◆ **To do**: Convert everything in the records below, from the line containing "of the striped" down to the line containing "211], [366, 158]]", into a JSON list of strings with one string per line and no blank lines.

◆ **Exercise data**:

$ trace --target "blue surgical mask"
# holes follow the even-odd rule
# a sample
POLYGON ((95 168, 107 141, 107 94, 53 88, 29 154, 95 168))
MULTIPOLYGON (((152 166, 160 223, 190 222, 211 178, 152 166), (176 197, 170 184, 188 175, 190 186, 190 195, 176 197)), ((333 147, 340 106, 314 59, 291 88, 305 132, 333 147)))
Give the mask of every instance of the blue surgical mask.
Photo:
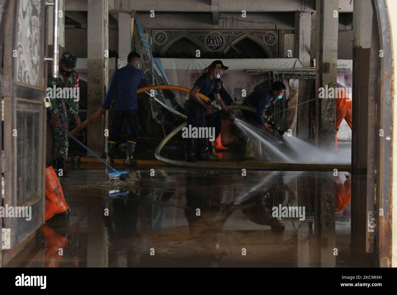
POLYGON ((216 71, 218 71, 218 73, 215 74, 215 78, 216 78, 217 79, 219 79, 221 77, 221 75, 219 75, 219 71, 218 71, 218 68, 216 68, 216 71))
...
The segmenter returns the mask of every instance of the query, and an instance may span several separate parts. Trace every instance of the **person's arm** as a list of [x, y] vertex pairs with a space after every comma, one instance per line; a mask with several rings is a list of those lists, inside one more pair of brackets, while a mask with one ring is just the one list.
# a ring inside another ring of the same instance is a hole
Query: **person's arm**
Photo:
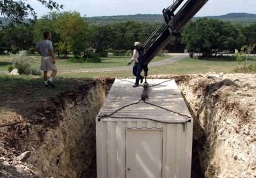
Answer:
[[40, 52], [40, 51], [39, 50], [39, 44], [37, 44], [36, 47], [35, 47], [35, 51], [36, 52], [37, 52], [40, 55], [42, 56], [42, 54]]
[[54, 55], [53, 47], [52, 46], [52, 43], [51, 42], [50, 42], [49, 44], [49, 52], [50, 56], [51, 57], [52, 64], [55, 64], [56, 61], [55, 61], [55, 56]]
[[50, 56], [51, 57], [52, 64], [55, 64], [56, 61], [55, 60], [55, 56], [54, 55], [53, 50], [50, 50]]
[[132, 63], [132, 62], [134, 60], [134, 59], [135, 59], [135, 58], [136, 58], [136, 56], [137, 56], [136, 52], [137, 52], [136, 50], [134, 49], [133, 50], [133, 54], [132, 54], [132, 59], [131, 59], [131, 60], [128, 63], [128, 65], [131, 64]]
* * *
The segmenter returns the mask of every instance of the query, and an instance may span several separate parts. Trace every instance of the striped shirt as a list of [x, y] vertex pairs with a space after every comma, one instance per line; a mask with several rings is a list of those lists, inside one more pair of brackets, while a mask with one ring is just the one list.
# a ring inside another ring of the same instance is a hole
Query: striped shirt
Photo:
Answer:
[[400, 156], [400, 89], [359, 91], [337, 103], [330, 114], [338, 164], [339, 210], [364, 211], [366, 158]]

◆ **Complete answer**:
[
  "The segmenter returns the mask of every instance of the query, and an instance may span several separate parts. Trace every instance of the striped shirt as a list of [x, y] vertex pairs with a space after every comma, one instance per line; a mask with several rings is a list of those lists, inside one more pair of brackets, while a mask with one ring is just the one list.",
  "# a ring inside another ring of the same instance is a hole",
  "Query: striped shirt",
  "Photo:",
  "Answer:",
  "[[400, 156], [400, 89], [359, 91], [337, 103], [330, 114], [338, 164], [339, 210], [364, 211], [366, 158]]"
]